Kinetic friction is a force that acts between moving surfaces. An object that is being moved over a surface will experience a force in the opposite direction as its movement. The magnitude of the force depends on the coefficient of kinetic friction between the two kinds of material. Every combination is different. The coefficient of kinetic friction is assigned the Greek letter “mu” (μ), with a subscript “k”. The force of kinetic friction is μk times the normal force on an object, and is expressed in units of Newtons (N).

force of kinetic friction = (coefficient of kinetic friction)(normal force)

Fk = μk η

Fk = force of kinetic friction

μk = coefficient of kinetic friction

η = normal force (Greek letter “eta”)

Kinetic Friction Formula Questions:

1) A worker in a stock room pushes a large cardboard box across the floor. The coefficient of kinetic friction is μk = 0.520. The box has a mass of 75.0 kg, and the worker is exerting a force of 400.0 Nforward. What is the magnitude of the force of friction, and what is the net force moving the box?

-.-.-

[DIRECTIVE 1] In the kinetic friction text, which Greek letter stands for the normal force?
The rows below have no connection to the kinetic friction text.

-.-.-

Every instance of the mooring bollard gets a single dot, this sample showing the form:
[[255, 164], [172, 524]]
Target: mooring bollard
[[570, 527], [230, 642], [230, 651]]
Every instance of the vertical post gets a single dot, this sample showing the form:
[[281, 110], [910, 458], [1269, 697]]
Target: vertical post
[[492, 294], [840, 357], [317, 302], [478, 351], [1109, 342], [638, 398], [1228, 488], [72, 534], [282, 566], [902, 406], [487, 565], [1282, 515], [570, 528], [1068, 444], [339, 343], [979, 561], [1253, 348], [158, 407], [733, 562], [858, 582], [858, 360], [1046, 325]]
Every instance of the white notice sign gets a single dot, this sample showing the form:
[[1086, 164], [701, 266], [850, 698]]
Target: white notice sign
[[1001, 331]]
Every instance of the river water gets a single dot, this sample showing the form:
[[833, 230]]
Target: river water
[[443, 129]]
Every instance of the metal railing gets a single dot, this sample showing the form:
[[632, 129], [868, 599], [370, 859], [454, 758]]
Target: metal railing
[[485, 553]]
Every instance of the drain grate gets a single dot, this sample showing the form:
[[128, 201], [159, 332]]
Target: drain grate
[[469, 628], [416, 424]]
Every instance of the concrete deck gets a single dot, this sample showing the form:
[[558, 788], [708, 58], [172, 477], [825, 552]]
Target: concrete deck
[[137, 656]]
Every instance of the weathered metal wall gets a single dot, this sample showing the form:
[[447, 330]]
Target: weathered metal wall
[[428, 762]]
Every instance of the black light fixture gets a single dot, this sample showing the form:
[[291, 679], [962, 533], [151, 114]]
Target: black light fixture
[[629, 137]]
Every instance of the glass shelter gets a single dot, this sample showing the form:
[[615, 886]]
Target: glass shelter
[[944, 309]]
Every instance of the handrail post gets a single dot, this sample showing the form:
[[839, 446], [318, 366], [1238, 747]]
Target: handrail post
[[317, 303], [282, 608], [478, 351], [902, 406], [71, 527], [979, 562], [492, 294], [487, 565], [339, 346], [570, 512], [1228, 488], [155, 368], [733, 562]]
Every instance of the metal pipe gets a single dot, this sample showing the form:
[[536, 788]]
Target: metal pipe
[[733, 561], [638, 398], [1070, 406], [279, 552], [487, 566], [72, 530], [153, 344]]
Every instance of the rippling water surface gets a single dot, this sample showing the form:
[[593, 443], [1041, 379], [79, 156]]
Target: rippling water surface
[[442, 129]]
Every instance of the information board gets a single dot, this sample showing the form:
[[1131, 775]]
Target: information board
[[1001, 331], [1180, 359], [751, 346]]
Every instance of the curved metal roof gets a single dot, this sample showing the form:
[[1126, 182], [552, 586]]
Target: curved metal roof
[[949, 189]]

-.-.-

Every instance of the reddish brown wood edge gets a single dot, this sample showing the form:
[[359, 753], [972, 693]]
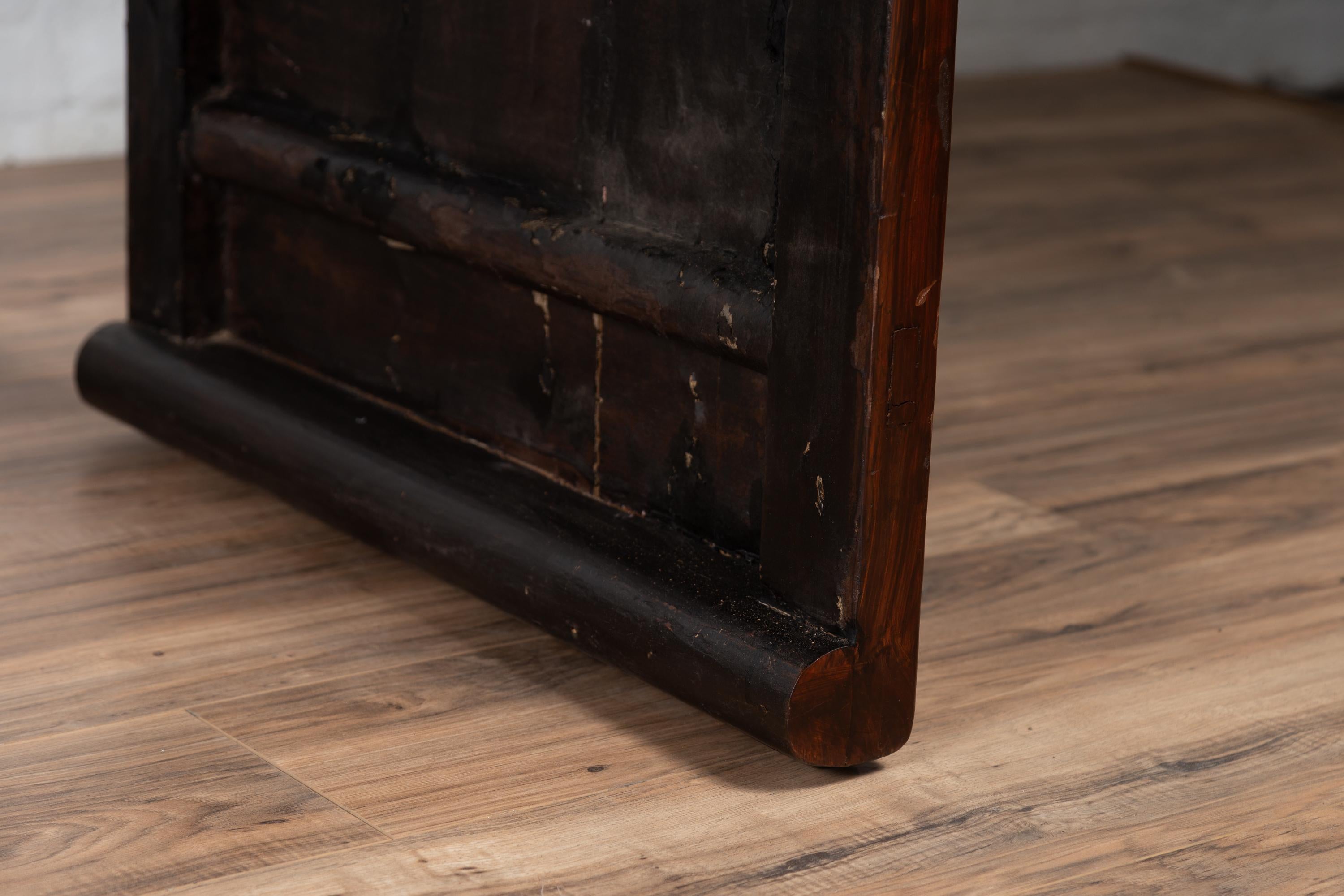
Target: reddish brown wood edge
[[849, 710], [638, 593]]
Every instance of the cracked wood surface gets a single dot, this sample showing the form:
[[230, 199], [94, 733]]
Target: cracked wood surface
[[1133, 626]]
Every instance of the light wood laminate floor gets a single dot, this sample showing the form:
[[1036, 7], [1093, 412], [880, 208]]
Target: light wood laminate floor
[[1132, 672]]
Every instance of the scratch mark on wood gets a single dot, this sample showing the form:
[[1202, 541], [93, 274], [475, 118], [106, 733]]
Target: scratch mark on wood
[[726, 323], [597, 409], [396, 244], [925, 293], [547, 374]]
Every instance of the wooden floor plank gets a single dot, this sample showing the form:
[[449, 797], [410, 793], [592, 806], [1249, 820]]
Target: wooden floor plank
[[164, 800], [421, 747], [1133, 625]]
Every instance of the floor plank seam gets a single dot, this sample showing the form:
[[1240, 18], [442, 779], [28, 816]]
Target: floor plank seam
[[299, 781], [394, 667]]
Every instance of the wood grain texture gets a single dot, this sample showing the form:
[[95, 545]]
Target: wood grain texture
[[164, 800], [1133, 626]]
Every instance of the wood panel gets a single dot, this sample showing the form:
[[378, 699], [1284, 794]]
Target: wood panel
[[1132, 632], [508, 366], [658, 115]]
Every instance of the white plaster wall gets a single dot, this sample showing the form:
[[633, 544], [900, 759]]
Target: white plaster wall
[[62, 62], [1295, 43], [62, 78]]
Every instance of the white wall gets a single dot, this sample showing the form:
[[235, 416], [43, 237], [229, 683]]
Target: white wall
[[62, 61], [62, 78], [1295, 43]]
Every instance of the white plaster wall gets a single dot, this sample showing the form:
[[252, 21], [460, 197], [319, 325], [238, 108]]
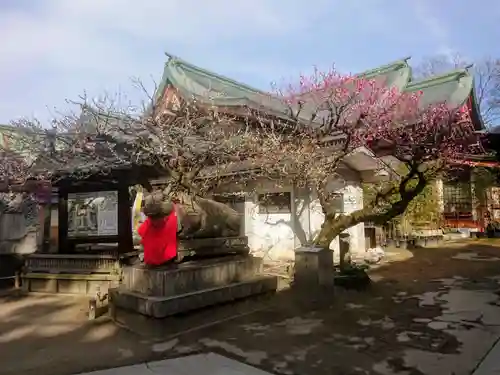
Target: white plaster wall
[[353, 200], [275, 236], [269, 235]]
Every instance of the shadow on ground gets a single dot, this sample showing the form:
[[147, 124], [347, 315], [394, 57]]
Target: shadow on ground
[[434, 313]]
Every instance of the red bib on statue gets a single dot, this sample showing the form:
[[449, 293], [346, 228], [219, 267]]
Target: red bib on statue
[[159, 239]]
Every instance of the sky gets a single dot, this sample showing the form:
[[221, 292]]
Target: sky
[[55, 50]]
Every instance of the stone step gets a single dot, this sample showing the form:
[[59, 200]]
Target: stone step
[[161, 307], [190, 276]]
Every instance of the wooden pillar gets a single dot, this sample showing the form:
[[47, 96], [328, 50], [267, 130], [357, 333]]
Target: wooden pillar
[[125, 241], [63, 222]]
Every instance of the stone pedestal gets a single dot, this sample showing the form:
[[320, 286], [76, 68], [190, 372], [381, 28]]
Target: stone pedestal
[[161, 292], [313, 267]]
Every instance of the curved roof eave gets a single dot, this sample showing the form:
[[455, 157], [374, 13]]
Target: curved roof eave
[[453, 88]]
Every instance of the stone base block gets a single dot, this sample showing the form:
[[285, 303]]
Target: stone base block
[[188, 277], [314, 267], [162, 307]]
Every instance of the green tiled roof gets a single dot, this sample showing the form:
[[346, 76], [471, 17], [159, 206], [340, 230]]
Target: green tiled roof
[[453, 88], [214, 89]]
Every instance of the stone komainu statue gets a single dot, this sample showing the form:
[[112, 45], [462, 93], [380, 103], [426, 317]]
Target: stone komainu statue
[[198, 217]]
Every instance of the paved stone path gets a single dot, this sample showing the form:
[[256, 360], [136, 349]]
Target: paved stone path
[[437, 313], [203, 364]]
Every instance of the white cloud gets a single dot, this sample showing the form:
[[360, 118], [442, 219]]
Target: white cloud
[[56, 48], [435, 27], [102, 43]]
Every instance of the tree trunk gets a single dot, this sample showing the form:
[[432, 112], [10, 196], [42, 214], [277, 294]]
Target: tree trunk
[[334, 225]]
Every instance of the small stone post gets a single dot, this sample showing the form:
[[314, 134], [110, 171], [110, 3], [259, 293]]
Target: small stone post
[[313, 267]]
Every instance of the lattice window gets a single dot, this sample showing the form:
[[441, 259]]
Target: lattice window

-.-.-

[DIRECTIVE 2] Resize the rows starting at the line containing "Every instance of the cracked" and ending at the line containing "[[726, 323], [597, 409], [396, 244], [925, 293], [547, 374]]". Write out only those lines again, requests included, and multiply every point coordinate in the answers by 1.55, rounding to whole numbers with halves rounded up, while leaving the requests and their sample points unchanged.

[TASK RESPONSE 1] The Greek letter eta (η) stands for the normal force.

[TASK RESPONSE 2]
Every instance of the cracked wood surface gets a single dot, this sample showing the form:
[[230, 199], [94, 733]]
Target: cracked wood surface
[[1756, 970]]
Every instance of the light wood laminate floor gets a single dot, this sample showing the form:
[[1036, 7], [1093, 412], [880, 208]]
Target: light wood laminate floor
[[1755, 1042]]
Every instance of the scratch mark on wood gets a single dot, this sample showing the form:
[[1202, 541], [93, 274], [475, 118], [106, 733]]
Target: scratch mark on wood
[[1125, 501], [925, 634], [614, 378], [1434, 454], [848, 580]]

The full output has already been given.